Image point annotation entries:
▬▬▬▬▬▬▬▬▬▬

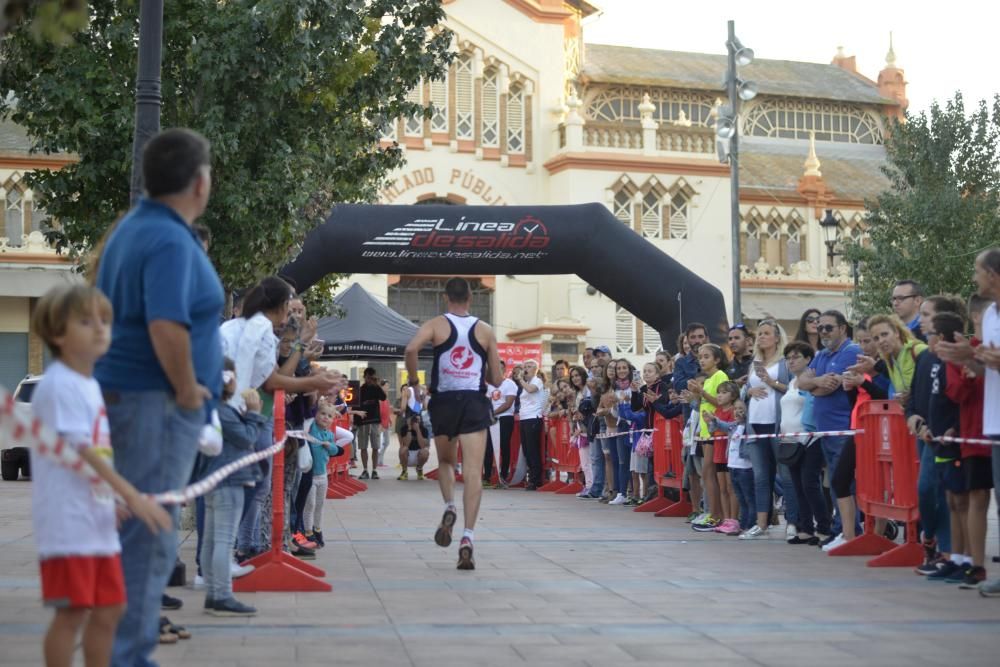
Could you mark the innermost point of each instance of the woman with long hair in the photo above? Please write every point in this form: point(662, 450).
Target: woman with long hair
point(808, 332)
point(766, 385)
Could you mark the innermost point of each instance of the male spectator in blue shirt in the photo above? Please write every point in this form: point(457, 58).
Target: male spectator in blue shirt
point(907, 295)
point(164, 367)
point(832, 407)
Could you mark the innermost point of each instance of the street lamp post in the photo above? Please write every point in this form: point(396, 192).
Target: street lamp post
point(727, 129)
point(147, 87)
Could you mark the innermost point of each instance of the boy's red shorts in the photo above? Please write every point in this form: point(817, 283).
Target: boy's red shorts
point(82, 581)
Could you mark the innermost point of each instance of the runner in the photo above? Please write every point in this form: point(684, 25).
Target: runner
point(465, 357)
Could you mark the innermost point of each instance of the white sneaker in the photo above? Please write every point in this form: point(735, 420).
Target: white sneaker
point(837, 541)
point(237, 570)
point(755, 533)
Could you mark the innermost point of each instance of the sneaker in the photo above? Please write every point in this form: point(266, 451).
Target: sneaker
point(930, 567)
point(973, 577)
point(171, 603)
point(465, 559)
point(304, 541)
point(231, 607)
point(442, 537)
point(947, 569)
point(302, 553)
point(990, 589)
point(707, 525)
point(834, 543)
point(236, 570)
point(755, 533)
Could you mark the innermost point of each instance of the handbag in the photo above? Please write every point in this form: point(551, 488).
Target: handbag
point(789, 452)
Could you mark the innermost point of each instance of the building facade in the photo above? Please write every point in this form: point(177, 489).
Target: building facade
point(530, 113)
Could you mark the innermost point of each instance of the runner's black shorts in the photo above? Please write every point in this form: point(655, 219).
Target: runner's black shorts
point(456, 412)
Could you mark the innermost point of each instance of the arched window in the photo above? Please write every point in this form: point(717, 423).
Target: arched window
point(491, 108)
point(13, 212)
point(515, 119)
point(439, 100)
point(624, 331)
point(413, 126)
point(794, 239)
point(792, 118)
point(464, 127)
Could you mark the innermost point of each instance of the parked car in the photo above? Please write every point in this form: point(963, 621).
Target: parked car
point(15, 460)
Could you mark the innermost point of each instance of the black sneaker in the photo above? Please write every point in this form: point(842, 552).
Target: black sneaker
point(442, 536)
point(945, 570)
point(231, 607)
point(973, 577)
point(302, 553)
point(171, 603)
point(930, 567)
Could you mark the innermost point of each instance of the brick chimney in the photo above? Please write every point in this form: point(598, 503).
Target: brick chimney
point(892, 84)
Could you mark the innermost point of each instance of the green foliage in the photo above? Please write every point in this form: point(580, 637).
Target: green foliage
point(293, 95)
point(943, 205)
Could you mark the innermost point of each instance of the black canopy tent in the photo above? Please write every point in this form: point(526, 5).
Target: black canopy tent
point(368, 330)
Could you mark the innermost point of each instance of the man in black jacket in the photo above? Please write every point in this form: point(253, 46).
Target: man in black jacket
point(369, 430)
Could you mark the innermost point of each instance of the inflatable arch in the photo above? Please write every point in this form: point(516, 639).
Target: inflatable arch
point(584, 239)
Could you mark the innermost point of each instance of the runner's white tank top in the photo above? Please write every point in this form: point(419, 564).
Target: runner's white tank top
point(460, 361)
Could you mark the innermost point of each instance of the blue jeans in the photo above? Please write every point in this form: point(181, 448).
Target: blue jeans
point(248, 540)
point(934, 516)
point(154, 443)
point(743, 485)
point(762, 460)
point(222, 514)
point(624, 446)
point(832, 447)
point(807, 477)
point(597, 468)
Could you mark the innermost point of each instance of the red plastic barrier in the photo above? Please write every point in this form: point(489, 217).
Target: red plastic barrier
point(671, 476)
point(886, 477)
point(277, 570)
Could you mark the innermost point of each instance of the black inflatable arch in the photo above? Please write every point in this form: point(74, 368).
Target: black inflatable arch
point(583, 239)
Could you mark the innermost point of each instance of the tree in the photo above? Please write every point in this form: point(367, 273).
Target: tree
point(293, 95)
point(943, 205)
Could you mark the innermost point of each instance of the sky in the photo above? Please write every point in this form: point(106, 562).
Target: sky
point(942, 47)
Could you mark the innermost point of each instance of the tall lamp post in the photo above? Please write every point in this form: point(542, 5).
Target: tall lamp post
point(727, 130)
point(830, 227)
point(147, 87)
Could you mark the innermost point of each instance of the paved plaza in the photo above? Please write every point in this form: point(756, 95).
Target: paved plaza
point(560, 581)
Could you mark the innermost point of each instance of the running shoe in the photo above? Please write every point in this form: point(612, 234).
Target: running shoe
point(442, 537)
point(973, 577)
point(755, 533)
point(707, 525)
point(465, 559)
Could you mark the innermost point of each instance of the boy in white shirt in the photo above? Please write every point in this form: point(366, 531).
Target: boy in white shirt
point(75, 523)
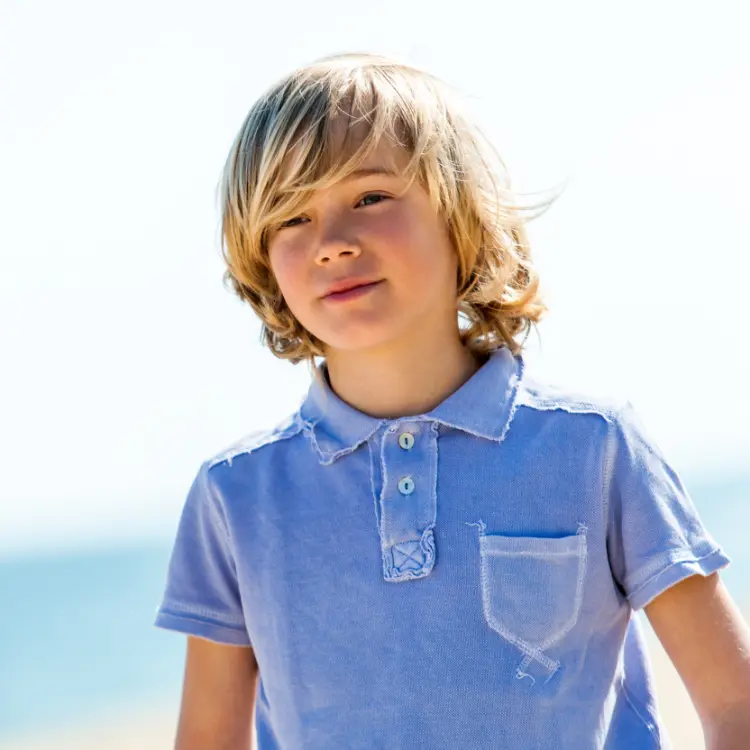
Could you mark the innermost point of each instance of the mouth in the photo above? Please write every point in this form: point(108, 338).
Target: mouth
point(352, 292)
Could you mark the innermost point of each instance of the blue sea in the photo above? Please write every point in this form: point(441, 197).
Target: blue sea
point(76, 635)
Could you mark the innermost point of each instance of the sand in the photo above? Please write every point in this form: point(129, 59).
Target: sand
point(155, 729)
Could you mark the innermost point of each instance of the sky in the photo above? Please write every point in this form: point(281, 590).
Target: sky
point(127, 362)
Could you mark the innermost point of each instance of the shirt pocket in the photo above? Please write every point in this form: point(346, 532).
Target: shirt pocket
point(532, 587)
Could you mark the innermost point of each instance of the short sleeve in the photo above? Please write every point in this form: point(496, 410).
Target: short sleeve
point(201, 595)
point(655, 536)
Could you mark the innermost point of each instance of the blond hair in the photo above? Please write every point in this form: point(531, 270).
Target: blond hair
point(285, 150)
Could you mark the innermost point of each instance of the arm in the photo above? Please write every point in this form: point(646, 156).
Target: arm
point(218, 697)
point(708, 641)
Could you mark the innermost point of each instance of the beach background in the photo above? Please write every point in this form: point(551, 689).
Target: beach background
point(127, 362)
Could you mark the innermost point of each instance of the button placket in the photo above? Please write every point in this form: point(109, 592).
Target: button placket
point(407, 500)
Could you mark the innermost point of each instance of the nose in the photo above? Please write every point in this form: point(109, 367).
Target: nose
point(332, 249)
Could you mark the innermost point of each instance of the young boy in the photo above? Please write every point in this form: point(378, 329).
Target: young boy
point(436, 550)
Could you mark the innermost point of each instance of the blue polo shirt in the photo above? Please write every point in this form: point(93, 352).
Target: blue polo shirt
point(462, 579)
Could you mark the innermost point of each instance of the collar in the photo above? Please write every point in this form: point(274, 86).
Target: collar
point(483, 406)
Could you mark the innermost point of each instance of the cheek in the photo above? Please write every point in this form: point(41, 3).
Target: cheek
point(286, 272)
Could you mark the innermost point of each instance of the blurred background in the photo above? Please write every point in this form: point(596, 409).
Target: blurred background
point(127, 363)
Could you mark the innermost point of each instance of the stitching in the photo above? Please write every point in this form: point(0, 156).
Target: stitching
point(673, 557)
point(535, 651)
point(607, 475)
point(256, 440)
point(213, 505)
point(525, 647)
point(626, 692)
point(374, 494)
point(200, 611)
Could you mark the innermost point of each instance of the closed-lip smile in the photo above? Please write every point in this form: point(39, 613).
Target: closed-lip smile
point(338, 288)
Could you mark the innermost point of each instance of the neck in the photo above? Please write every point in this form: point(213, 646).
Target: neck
point(409, 379)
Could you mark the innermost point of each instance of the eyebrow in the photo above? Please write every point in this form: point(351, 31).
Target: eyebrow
point(359, 173)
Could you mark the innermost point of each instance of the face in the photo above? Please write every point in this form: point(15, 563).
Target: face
point(370, 232)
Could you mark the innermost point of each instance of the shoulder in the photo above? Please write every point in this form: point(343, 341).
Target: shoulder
point(255, 441)
point(543, 395)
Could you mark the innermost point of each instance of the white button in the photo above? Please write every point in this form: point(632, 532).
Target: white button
point(406, 440)
point(406, 486)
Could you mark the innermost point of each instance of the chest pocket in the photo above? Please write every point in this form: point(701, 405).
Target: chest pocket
point(532, 587)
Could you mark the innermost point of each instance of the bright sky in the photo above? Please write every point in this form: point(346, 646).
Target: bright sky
point(126, 361)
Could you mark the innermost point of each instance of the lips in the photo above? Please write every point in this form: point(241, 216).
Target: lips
point(348, 285)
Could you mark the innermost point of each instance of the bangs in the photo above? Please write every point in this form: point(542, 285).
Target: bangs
point(320, 125)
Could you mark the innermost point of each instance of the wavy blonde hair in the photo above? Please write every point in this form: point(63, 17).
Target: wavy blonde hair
point(286, 149)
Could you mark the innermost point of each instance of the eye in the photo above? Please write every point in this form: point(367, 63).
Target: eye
point(293, 222)
point(377, 196)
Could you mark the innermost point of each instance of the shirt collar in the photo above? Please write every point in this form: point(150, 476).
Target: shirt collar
point(483, 406)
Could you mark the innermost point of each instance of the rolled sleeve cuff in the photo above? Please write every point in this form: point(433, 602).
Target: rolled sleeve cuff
point(674, 568)
point(193, 625)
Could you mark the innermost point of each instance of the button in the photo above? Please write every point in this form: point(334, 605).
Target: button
point(406, 440)
point(406, 486)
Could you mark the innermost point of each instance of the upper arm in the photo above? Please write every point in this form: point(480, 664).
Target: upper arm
point(708, 641)
point(218, 696)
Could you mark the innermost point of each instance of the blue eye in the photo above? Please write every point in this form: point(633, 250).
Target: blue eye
point(291, 222)
point(372, 195)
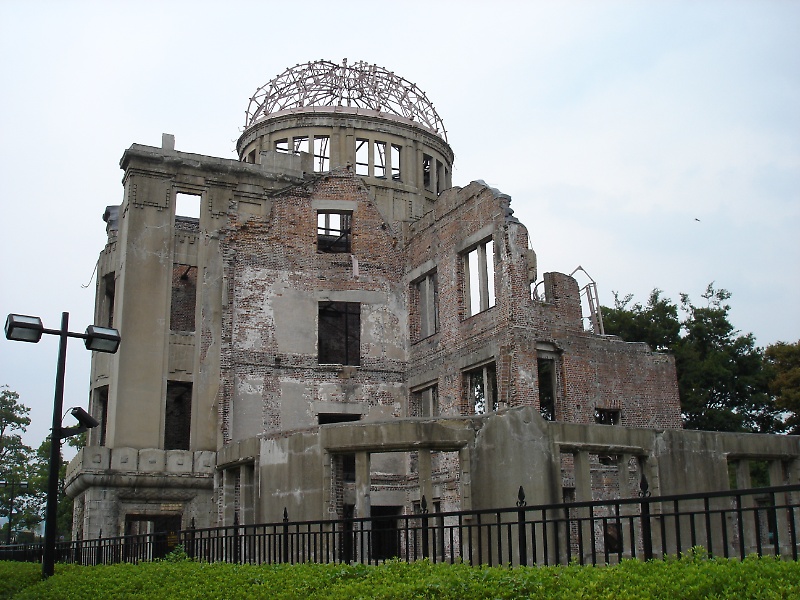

▬▬▬▬▬▬▬▬▬▬

> **Instructions for the task**: Reproduce verbatim everything in the entries above from the line that contains "form: point(253, 46)." down to the line that contains "point(584, 239)", including both of those lines.

> **Reply to the exercise**:
Could you mark the innermost point of each instance of the man in black jacket in the photo above? Please write every point in this form: point(253, 46).
Target: man in black jacket
point(369, 430)
Could you mark the innermost point of each instance of the inflatable arch in the photo above? Please write every point in this form: point(516, 639).
Target: inflatable arch
point(584, 239)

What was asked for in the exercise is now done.